EXERCISE A => Translate this sentence from the passage on parallel patterns into Spanish: "Many credit that book with bringing more order to the world of object-oriented programming."
EXERCISE B => Write out the passage on parallel patterns word for word, from "Patterns for Parallel Programming by" to "relate to TBB.".

EXTRACT TO READ =>
Parallel Patterns vs. Parallel Algorithms
As we mentioned in Chapter 2, it has been suggested to us by reviewers of this book that “TBB parallel algorithms” should be referred to as patterns instead of algorithms. That may be true, but in order to align with the terminology that the TBB library has been using for many years, we refer to these features as generic parallel algorithms throughout this book and in the TBB documentation. The effect is the same – they offer the opportunity for us to benefit from the experience of those who have explored optimal solutions to these patterns before us – not only to use them, but to be encouraged to prefer using these particular patterns (algorithms) over other possible approaches because they tend work best (achieve better scaling).
Patterns Categorize Algorithms, Designs, etc.
The value of object-oriented programming was described by the Gang of Four (Gamma, Helm, Johnson, and Vlissides) and their landmark work Design Patterns : Elements of Reusable Object-Oriented Software (Addison-Wesley). Many credit that book with bringing more order to the world of object-oriented programming. Their book gathered the collective wisdom of the community and boiled it down into simple “patterns” with names, so people could talk about them.
Patterns for Parallel Programming by Mattson, Sanders, and Massingill (Addison-Wesley) has similarly collected wisdom from the parallel programming community. Experts use common tricks and have their own language to talk about techniques. With parallel patterns in mind, programmers can quickly come up to speed in parallel programming just as object-oriented programmers have done with the famous Gang-of-Four book.
Patterns for Parallel Programming is longer than this book, and very dense reading, but with some help from author Tim Mattson, we can summarize how the patterns relate to TBB.
Tim et al. propose that programmers need to work through four design spaces to develop a parallel program:
For this design space, we work within our problem domain to identify available concurrency and expose it for use in the algorithm design. TBB simplifies this effort by encouraging us to find as many tasks as we can without having to worry about how to map them to hardware threads. We also provide information on how to best make the tasks split in half when the task is considered large enough. Using this information, TBB then automatically divides large tasks repeatedly to help spread work evenly among processor cores. An abundance of tasks leads to scalability for our algorithms.
This design space embodies our high-level strategy for organizing a parallel algorithm. We need to figure out how we want to organize our workflow. Figure 8-1 lists important patterns that we can consult to guide our selection toward a pattern that best suits our needs. These “patterns that work” are the focus of Structured Parallel Programming by McCool, Robison, and Reinders (Elsevier).
This step involves the details for turning algorithm strategy into actual code. We consider how the parallel program will be organized and the techniques used to manage shared (especially mutable) data. These considerations are critical and have an impact that reaches across the entire parallel programming process. TBB is well designed to encourage the right level of abstraction, so this design space is satisfied by using TBB well (something we hope we teach in this book).
This design space includes thread management and synchronization. Threading Building Blocks handles all the thread management, leaving us free to worry only about tasks at a higher level of design. When using TBB, most programmers code to avoid explicit synchronization coding and debugging. TBB algorithms (Chapter 2) and flow graph (Chapter 3) aim to minimize explicit synchronization. Chapter 5 discusses synchronization mechanisms for when we do need them, and Chapter 6 offers containers and thread local storage to help limit the need for explicit synchronization.
Using a pattern language can guide the creation of better parallel programming environments and help us make the best use of TBB to write parallel software.

RAW DATA =>
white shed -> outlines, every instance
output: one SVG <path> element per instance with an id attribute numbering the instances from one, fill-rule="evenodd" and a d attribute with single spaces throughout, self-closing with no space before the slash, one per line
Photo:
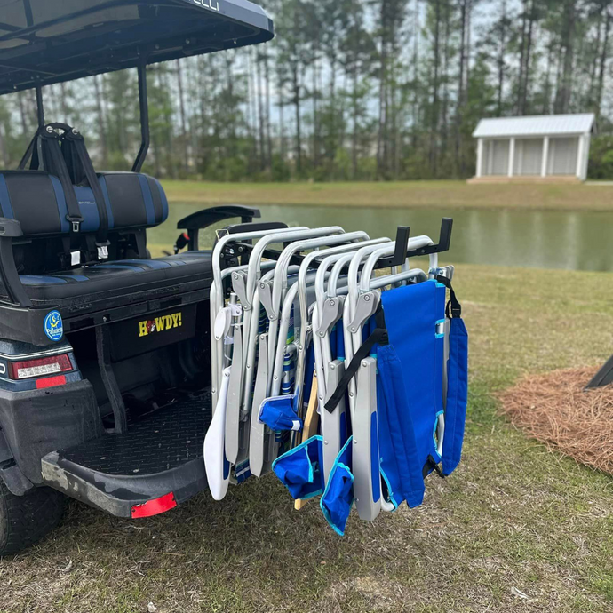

FULL SOLUTION A => Muchos atribuyen a ese libro el mérito de haber aportado más orden al mundo de la programación orientada a objetos.

FULL SOLUTION B =>
Patterns for Parallel Programming by Mattson, Sanders, and Massingill (Addison-Wesley) has similarly collected wisdom from the parallel programming community. Experts use common tricks and have their own language to talk about techniques. With parallel patterns in mind, programmers can quickly come up to speed in parallel programming just as object-oriented programmers have done with the famous Gang-of-Four book.
Patterns for Parallel Programming is longer than this book, and very dense reading, but with some help from author Tim Mattson, we can summarize how the patterns relate to TBB.